Segment Start: Dataset entries

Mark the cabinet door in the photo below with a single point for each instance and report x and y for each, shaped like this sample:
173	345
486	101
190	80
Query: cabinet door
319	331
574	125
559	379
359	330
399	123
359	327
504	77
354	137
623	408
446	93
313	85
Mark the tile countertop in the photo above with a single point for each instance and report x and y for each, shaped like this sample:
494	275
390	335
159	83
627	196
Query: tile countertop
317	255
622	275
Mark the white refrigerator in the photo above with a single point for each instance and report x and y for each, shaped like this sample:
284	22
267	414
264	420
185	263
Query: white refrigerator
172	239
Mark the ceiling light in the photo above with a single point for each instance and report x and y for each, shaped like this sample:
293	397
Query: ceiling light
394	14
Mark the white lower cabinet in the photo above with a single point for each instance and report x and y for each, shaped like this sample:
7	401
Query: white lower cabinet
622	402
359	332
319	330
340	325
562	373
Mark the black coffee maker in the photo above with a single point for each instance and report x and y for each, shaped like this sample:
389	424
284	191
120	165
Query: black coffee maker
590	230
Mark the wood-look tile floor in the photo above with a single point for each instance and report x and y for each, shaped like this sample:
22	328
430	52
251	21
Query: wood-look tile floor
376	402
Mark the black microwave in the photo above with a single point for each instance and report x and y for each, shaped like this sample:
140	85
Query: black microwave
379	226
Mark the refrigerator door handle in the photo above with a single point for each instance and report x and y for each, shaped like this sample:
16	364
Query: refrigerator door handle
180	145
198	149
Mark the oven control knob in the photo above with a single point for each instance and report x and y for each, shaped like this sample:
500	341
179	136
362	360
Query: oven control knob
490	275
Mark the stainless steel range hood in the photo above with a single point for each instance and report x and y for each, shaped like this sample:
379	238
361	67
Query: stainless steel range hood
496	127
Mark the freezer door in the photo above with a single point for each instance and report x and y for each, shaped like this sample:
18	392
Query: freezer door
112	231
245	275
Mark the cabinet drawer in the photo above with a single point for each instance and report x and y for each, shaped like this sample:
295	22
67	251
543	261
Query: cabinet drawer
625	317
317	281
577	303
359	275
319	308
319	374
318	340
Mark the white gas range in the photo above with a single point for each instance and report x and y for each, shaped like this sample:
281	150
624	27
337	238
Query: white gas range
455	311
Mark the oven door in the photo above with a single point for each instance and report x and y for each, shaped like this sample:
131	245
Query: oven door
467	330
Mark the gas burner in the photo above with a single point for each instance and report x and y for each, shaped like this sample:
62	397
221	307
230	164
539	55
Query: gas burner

Segment End: Dataset entries

Assignment: The data should be written out again in full, exactly as it stands.

Answer section:
Mark the cabinet door in the photo below with a single point for each instance and report x and y for each, shaped like this sample:
173	345
486	101
190	80
Query: cabinet door
319	331
574	125
559	379
359	330
399	123
359	327
504	77
354	137
623	408
446	93
313	85
Mark the tile countertop in the photo above with a single point for each instance and report x and y for each, shaped like this sample:
494	275
390	335
159	83
627	196
Query: tile countertop
317	255
622	275
Mark the white refrigerator in the photo above with a single point for each instance and report x and y for each, shaped like this sample:
284	22
267	414
264	420
185	263
Query: white refrigerator
172	239
Mark the ceiling light in the photo above with a single point for each instance and report x and y for each, shaped like this sample:
293	397
Query: ceiling light
394	14
Mark the white lower cabinet in the photo above with a single point for each instance and report x and y for each, shaped like this sample:
7	401
Query: white lower cabinet
622	402
359	332
319	330
340	325
562	373
Mark the black coffee maker in the photo above with a single point for each instance and report x and y for each, shaped like this sample:
389	424
284	191
120	165
Query: black coffee maker
590	230
Mark the wood-look tile floor in the photo above with a single point for each instance and report x and y for each, shaped like this sample:
22	328
430	52
251	21
Query: wood-look tile floor
376	402
Mark the black microwave in the photo above with a single point for each instance and report x and y for each, shaped like this sample:
140	85
Query: black microwave
379	226
Mark the refrigerator door handle in the photo above with a single point for each instance and report x and y for each, shaped like this sample:
16	364
Query: refrigerator door handle
180	145
198	149
Mark the oven control knob in the photo above with a single point for each instance and report x and y for each, shaped like this sample:
500	341
179	136
362	360
Query: oven control knob
490	275
Mark the stainless steel range hood in the photo above with a single point for each instance and report x and y for each, shaped like this sample:
379	238
361	67
Query: stainless steel range hood
496	127
Mark the freezer door in the photo above with a single point for each instance and report x and y for each, shaped like this sample:
18	392
Query: freezer door
112	231
245	275
Mark the cabinet drawer in the photo above with a single point for each instance and report x and y for each, shaped like this sample:
295	22
67	251
543	261
Query: cabinet drawer
625	317
317	281
577	303
359	275
319	308
319	374
318	340
Mark the white gas range in the photo above with a single point for each instance and report x and y for each, shaped like this sample:
281	150
624	27
337	238
Query: white gas range
455	311
Mark the oven door in the photo above with a single point for each instance and report x and y for each, shaped like this sample:
131	245
Query: oven door
467	330
Mark the gas burner in the photo above with a single point for each instance and report x and y for each, shaped like this sample:
62	397
221	307
230	164
539	55
Query: gas burner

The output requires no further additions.